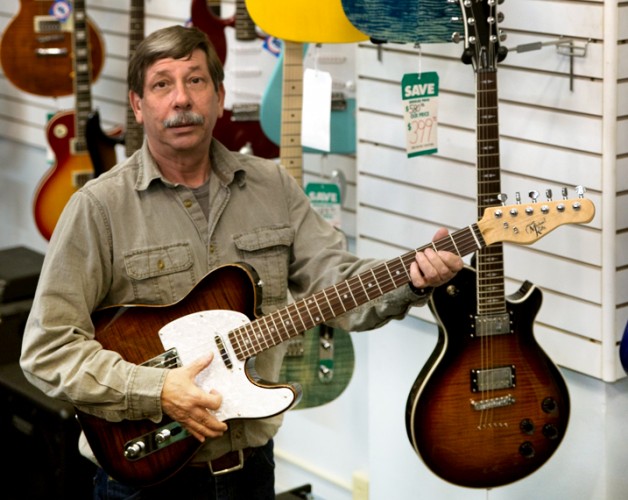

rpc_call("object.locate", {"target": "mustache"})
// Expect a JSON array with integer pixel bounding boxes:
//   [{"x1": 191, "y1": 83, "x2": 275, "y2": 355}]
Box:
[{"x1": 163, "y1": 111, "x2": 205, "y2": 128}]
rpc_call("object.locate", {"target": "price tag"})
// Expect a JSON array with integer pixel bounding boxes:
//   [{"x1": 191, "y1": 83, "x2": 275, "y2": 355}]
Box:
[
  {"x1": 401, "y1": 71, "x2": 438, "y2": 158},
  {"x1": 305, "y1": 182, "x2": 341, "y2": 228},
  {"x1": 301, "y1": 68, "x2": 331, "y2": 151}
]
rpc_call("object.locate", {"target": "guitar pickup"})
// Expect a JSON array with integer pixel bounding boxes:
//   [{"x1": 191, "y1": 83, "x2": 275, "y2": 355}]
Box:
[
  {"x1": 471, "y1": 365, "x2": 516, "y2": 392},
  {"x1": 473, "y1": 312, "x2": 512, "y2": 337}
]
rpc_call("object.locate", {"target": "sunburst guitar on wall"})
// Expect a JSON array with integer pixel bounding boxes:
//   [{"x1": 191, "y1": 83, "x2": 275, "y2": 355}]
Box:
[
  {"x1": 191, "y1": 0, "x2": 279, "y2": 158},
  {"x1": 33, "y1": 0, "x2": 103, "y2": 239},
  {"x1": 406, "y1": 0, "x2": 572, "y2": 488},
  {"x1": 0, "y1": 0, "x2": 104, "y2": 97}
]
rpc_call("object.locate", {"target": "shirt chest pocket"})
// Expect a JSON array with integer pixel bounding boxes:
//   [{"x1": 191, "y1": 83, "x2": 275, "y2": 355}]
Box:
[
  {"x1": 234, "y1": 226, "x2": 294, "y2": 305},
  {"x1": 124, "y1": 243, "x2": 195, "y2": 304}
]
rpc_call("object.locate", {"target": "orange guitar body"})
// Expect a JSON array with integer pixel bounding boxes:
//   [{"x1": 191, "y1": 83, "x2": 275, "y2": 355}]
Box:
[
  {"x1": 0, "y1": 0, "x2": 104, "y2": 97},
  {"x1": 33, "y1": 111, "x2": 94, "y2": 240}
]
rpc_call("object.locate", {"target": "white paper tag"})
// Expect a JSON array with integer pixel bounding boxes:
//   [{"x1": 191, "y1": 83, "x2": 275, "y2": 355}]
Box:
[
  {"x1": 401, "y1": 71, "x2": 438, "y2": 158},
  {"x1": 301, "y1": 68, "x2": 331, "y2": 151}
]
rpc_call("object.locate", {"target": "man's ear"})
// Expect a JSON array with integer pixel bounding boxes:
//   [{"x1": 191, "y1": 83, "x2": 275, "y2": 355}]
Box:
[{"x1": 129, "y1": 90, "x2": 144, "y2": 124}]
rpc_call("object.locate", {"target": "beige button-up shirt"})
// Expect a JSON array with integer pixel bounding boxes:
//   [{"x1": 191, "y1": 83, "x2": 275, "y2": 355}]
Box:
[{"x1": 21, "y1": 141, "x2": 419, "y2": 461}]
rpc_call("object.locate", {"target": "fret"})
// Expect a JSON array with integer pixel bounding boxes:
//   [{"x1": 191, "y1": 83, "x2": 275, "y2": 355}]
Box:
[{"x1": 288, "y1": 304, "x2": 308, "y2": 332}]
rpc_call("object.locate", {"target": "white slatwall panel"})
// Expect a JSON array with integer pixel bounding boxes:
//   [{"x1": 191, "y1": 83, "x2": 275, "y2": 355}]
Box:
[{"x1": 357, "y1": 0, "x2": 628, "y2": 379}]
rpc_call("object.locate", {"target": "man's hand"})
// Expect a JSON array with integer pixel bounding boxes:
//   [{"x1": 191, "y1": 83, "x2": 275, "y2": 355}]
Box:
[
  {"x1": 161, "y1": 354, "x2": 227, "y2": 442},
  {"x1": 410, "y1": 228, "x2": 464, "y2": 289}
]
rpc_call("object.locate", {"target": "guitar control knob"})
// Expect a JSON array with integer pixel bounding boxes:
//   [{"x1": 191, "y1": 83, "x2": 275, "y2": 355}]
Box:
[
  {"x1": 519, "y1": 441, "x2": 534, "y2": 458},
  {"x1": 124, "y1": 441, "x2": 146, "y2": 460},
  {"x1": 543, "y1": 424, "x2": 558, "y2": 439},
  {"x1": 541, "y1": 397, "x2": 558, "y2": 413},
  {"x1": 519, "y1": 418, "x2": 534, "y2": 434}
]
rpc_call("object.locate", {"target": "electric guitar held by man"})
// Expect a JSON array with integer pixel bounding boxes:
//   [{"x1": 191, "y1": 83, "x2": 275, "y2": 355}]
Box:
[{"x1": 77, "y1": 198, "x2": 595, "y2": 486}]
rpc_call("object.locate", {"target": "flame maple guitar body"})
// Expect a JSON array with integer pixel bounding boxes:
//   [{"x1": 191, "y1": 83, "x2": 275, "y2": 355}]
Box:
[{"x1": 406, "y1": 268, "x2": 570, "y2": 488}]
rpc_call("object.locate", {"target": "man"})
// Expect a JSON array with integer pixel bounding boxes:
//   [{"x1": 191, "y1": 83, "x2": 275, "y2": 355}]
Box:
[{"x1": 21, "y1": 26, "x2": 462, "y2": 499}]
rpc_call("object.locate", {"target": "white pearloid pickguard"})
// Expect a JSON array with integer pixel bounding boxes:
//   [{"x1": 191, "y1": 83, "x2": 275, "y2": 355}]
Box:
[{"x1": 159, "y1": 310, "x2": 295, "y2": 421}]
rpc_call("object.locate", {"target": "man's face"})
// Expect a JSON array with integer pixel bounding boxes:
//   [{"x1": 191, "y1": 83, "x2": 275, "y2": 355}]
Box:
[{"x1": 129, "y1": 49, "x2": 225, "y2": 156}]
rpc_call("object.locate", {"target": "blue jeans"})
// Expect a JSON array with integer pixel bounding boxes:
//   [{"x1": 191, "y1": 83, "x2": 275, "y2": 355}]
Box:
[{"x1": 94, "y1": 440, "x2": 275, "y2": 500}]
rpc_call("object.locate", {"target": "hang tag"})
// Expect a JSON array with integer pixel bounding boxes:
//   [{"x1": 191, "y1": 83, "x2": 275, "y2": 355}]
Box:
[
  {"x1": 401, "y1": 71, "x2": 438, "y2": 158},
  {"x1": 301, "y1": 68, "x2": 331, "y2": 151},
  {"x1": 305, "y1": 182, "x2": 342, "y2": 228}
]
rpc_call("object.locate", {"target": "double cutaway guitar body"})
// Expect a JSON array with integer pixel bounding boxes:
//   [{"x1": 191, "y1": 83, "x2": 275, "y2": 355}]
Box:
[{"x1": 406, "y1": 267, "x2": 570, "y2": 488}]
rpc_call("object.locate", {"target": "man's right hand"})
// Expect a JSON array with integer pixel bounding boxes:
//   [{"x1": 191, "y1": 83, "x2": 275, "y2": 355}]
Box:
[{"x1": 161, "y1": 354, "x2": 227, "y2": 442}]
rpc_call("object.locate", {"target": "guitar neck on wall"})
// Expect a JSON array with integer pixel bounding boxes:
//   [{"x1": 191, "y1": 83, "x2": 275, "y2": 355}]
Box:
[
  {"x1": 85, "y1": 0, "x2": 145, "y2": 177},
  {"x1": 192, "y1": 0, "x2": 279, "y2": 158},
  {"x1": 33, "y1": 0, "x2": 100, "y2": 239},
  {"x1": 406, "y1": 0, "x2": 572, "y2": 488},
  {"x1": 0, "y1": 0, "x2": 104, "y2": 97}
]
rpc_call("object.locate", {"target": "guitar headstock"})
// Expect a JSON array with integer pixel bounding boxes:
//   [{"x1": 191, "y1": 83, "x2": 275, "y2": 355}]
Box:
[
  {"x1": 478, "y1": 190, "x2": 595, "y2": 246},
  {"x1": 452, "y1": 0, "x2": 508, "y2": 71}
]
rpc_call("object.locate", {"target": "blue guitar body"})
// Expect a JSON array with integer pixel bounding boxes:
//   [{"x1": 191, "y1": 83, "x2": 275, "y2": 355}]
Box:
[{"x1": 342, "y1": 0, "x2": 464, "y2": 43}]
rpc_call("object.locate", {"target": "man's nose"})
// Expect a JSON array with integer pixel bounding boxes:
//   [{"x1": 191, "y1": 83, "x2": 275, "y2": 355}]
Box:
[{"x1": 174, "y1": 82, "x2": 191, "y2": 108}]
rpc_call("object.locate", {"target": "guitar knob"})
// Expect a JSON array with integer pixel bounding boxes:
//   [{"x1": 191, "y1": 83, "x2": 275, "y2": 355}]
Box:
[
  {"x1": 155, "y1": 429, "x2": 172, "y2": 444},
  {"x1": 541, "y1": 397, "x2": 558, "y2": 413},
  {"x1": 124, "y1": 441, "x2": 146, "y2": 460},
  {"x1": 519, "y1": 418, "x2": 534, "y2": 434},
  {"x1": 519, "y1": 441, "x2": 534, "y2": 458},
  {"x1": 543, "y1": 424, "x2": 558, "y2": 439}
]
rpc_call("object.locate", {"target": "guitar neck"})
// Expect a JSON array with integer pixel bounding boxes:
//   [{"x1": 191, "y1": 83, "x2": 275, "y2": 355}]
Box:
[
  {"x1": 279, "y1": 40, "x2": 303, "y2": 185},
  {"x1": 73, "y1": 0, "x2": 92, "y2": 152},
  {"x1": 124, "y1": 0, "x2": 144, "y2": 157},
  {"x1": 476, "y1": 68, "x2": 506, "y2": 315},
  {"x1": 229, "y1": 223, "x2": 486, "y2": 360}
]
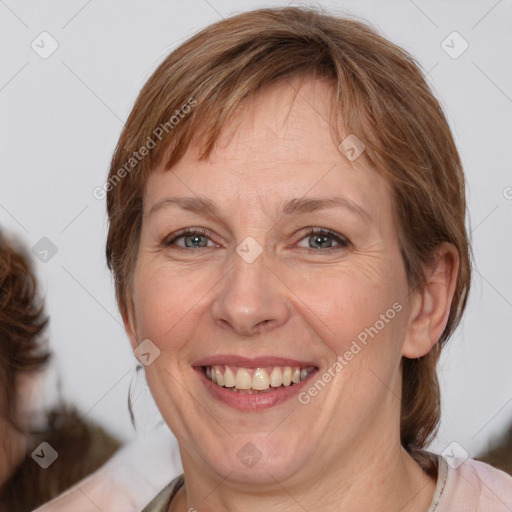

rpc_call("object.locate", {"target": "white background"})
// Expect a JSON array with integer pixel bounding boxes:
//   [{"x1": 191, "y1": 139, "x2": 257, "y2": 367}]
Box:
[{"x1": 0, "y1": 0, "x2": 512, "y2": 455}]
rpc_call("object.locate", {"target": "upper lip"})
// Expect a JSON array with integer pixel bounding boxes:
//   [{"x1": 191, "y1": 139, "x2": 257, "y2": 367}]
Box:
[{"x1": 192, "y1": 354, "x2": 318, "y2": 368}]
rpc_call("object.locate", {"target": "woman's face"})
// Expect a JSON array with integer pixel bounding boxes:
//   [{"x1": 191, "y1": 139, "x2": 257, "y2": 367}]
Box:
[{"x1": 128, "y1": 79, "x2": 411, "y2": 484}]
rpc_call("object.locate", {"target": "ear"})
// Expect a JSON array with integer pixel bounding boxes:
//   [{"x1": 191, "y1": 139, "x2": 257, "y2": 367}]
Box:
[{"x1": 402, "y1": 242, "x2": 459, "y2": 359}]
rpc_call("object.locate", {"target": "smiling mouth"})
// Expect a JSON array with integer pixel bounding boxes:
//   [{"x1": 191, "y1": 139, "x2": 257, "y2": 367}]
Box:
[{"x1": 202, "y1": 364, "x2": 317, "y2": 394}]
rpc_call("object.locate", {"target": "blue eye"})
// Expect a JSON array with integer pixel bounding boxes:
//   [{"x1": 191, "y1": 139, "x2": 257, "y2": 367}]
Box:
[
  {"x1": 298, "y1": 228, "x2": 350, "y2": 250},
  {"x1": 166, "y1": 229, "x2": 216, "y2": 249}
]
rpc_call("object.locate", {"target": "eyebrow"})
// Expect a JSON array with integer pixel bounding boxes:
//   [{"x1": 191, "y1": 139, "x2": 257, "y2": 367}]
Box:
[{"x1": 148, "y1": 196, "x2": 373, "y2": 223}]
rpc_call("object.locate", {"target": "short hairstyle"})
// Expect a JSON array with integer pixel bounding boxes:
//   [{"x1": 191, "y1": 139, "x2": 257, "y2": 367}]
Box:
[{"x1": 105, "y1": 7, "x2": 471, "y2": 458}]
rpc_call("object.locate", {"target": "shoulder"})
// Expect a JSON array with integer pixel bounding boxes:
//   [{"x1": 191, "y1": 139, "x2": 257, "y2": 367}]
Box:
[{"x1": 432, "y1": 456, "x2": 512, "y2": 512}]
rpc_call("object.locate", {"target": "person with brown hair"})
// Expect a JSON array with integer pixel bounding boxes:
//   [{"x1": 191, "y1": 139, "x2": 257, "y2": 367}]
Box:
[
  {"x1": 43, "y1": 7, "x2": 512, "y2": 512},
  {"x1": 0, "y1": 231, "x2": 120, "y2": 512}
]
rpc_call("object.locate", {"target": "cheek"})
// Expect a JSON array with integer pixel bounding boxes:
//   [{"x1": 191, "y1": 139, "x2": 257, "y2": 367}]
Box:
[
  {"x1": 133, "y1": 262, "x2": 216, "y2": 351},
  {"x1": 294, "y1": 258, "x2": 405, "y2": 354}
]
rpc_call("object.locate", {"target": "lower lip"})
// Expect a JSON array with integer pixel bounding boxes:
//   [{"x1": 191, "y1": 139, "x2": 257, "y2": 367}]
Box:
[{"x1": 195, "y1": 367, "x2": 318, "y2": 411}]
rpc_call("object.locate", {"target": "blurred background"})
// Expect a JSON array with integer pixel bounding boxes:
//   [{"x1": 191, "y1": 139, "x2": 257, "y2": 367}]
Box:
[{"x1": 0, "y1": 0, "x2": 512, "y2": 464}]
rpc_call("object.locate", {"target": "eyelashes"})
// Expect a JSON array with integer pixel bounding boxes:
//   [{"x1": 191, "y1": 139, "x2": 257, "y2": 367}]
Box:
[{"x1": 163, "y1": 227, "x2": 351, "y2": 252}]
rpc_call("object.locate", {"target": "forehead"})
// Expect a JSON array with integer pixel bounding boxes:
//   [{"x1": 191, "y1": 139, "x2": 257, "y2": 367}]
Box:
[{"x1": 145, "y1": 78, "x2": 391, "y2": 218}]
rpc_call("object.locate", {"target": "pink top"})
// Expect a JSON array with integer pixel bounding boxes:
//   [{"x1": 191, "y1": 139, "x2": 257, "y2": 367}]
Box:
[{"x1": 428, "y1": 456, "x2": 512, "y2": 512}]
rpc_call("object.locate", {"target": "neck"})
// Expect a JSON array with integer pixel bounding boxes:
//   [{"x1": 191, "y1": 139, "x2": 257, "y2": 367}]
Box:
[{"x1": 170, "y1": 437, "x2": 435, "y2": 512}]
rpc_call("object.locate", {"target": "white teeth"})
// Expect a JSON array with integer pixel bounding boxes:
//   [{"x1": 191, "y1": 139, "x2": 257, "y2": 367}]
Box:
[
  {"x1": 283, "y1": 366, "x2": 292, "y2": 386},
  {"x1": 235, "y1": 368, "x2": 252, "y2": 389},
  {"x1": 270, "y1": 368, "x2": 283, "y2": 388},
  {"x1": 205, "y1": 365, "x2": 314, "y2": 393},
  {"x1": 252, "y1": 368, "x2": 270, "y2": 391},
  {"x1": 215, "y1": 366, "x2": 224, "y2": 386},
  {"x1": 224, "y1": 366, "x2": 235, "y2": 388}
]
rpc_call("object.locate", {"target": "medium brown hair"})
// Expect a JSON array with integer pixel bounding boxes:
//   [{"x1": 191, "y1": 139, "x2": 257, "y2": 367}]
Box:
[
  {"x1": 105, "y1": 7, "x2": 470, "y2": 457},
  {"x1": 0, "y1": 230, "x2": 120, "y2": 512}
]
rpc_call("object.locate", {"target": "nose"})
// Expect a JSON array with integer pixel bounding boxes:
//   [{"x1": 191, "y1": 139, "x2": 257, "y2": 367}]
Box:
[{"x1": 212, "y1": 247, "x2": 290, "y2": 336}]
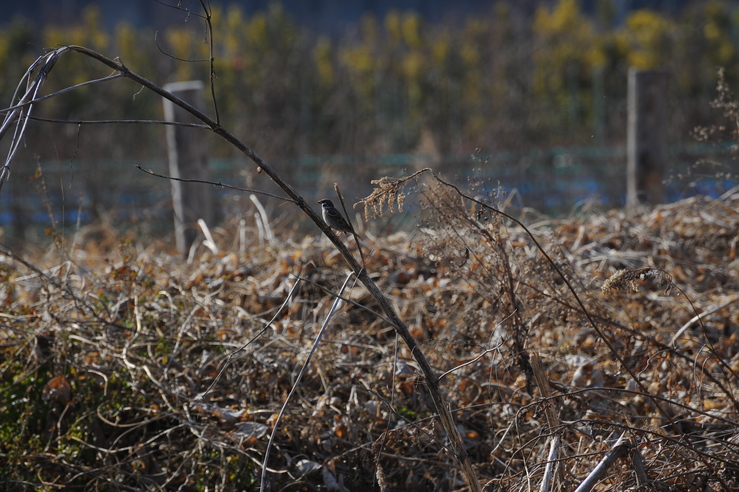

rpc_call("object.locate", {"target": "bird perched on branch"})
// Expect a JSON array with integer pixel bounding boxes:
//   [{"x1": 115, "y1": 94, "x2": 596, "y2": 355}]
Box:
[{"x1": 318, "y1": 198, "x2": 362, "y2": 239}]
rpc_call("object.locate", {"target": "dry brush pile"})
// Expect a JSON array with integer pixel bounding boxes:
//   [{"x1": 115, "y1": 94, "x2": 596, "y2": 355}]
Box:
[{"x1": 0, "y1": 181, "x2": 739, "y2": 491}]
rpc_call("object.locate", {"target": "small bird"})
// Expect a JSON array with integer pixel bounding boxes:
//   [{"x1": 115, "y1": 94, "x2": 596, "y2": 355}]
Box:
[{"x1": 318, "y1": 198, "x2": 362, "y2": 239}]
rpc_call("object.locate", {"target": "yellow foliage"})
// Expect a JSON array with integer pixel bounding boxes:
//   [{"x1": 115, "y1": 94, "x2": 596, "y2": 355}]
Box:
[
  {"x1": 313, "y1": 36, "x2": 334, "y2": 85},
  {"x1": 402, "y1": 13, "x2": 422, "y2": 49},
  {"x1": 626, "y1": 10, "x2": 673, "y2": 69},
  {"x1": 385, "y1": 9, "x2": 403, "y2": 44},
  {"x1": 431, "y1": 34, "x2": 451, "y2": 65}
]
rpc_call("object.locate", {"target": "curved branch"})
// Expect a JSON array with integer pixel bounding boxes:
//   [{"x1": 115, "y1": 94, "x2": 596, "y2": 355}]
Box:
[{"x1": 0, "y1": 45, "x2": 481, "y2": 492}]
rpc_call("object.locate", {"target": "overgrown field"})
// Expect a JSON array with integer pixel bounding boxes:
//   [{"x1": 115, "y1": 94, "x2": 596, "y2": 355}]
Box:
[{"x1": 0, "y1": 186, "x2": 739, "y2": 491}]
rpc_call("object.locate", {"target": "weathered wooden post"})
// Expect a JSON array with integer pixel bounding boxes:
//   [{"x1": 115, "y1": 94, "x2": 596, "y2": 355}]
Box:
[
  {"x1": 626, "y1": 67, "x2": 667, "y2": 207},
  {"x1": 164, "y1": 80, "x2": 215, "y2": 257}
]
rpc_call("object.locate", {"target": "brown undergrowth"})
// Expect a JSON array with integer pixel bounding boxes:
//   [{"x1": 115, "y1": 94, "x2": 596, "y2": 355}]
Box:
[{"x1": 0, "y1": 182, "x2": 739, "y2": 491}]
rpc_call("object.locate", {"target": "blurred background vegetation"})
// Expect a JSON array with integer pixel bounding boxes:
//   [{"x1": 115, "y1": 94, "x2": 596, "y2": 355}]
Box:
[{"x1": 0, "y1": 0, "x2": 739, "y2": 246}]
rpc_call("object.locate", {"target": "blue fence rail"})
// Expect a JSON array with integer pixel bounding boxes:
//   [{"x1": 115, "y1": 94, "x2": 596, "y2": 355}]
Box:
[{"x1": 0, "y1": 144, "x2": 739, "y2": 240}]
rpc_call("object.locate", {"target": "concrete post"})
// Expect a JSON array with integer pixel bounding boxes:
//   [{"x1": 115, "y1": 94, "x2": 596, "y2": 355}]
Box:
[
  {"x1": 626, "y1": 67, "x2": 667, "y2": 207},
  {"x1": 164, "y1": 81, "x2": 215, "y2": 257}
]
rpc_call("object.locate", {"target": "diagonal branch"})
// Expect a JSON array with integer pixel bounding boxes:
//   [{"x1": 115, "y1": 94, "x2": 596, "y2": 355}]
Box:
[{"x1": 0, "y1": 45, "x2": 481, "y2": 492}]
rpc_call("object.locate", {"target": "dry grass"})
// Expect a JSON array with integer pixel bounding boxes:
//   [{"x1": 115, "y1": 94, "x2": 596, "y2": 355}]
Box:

________

*Exercise task:* How many lines of the records above contain the word "hand"? Answer with the number only.

*Response to the task:* 2